L’articolo, un bignami di intelligenza e buon senso, va letto tutto. Noi ci limitiamo a trascrivere gli otto punti per cui secondo Testa è bene, fin dove ragionevolmente possibile, preferire l’italiano all’inglese.

1) Adoperare parole italiane aiuta a farsi capire da tutti. Rende i discorsi più chiari ed efficaci. È un fatto di trasparenza e di democrazia.

2) Per il buon uso della lingua, esempi autorevoli e buone pratiche quotidiane sono più efficaci di qualsiasi prescrizione.

3) La nostra lingua è un valore. Studiata e amata nel mondo, è un potente strumento di promozione del nostro paese.

4) Essere bilingui è un vantaggio. Ma non significa infarcire di termini inglesi un discorso italiano, o viceversa. In un paese che parla poco le lingue straniere questa non è la soluzione, ma è parte del problema.
- - - - - - -
Nel brano sulla preferenza per l'italiano rispetto all'inglese, secondo il primo punto, a che cosa aiuta adoperare parole italiane? Rispondi con una frase, per favore.

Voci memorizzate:
- - - - - - -
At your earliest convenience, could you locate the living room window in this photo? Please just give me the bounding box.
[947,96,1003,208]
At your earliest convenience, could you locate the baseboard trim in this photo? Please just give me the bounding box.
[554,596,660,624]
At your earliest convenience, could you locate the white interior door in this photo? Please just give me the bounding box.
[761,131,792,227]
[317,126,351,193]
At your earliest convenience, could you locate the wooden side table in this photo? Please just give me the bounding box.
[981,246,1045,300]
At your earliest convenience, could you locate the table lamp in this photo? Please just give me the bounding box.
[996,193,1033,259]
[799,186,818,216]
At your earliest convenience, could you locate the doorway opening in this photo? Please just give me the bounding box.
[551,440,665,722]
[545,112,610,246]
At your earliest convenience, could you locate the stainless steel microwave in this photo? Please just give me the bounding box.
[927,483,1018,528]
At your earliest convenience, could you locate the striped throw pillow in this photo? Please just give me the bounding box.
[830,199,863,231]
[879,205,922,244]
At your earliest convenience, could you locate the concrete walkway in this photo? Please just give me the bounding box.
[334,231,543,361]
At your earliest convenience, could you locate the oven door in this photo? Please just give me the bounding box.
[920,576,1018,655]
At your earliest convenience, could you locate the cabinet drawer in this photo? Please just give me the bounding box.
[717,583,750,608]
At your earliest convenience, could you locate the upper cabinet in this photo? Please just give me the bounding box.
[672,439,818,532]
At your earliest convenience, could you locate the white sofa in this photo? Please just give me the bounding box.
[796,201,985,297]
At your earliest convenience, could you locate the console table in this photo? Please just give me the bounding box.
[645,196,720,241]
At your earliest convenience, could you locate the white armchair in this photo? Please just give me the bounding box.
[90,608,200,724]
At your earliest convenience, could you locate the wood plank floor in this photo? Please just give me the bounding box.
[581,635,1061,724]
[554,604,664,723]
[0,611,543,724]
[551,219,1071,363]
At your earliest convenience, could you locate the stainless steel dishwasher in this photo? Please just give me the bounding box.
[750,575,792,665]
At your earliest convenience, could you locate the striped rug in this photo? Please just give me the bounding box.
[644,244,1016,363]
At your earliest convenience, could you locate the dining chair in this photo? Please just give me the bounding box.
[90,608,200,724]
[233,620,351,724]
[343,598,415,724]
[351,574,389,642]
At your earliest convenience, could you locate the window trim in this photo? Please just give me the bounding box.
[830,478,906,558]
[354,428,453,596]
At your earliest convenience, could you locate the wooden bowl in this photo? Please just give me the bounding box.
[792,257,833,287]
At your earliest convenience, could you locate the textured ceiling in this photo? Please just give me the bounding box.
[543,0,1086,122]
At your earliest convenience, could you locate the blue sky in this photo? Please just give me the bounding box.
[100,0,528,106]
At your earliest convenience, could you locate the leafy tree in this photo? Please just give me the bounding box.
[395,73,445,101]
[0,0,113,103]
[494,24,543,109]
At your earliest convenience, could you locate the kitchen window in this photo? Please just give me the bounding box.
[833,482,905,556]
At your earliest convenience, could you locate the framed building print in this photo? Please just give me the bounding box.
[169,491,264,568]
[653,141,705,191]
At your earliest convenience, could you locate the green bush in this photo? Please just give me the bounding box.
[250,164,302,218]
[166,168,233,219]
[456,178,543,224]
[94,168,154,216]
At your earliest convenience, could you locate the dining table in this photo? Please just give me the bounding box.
- - - - - - -
» **RISPOSTA SVOLTA**
Adoperare parole italiane aiuta a farsi capire da tutti.